*Dataset records*.
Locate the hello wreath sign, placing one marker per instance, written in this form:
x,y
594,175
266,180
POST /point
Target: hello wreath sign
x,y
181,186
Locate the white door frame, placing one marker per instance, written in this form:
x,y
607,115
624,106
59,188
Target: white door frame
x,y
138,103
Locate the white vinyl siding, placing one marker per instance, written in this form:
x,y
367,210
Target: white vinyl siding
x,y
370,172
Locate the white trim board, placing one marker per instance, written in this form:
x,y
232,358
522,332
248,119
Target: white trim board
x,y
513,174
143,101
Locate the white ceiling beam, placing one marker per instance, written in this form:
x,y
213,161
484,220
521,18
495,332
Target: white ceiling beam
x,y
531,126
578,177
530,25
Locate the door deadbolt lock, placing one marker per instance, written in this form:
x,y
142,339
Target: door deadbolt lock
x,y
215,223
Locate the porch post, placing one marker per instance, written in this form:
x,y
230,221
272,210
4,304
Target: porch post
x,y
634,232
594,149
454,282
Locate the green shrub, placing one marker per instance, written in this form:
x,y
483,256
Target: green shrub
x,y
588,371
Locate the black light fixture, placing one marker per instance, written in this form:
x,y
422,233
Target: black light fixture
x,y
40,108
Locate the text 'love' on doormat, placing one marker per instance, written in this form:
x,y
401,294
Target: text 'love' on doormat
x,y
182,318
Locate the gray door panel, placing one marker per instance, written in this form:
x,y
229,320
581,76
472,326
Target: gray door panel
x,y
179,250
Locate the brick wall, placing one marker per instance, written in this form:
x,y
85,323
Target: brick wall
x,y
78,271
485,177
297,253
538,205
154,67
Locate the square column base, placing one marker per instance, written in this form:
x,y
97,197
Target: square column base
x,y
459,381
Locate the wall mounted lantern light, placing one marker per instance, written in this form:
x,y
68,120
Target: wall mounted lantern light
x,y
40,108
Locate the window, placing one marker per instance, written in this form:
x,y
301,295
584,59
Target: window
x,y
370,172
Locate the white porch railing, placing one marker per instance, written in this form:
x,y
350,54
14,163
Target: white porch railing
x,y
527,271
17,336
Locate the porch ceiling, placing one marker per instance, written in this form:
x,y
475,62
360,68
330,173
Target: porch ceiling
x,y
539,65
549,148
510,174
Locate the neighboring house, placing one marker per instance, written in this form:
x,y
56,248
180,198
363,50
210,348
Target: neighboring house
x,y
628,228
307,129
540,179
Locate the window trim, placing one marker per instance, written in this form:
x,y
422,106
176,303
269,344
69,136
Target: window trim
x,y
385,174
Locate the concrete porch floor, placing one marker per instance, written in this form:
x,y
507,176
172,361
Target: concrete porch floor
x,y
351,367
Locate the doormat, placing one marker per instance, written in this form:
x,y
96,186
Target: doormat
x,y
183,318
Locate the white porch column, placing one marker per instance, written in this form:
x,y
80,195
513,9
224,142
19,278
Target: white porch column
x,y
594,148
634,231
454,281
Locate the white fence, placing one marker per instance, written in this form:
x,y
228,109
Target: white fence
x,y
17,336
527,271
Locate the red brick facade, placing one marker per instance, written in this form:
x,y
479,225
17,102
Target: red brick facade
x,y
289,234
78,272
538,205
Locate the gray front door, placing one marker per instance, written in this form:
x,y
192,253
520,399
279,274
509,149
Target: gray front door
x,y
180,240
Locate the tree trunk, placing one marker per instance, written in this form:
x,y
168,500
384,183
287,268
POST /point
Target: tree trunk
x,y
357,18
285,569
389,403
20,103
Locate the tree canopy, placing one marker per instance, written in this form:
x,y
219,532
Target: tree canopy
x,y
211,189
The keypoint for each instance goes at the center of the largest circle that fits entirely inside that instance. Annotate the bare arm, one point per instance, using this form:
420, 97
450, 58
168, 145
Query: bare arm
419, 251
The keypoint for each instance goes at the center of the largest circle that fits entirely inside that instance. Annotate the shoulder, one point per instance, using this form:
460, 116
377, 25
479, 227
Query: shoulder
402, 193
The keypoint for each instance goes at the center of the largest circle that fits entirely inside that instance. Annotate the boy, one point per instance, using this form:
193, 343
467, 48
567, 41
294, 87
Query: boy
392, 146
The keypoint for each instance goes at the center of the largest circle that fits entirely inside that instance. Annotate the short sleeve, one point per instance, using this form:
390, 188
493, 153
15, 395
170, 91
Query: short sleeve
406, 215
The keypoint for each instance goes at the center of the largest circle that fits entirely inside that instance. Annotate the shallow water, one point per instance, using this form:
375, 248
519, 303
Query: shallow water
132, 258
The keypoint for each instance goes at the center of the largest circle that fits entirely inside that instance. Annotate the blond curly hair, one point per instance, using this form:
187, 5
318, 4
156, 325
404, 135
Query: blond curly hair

*What you are asked to do*. Give the number of lines in the data above that include the word "hair", with no other words.

*Task output*. 2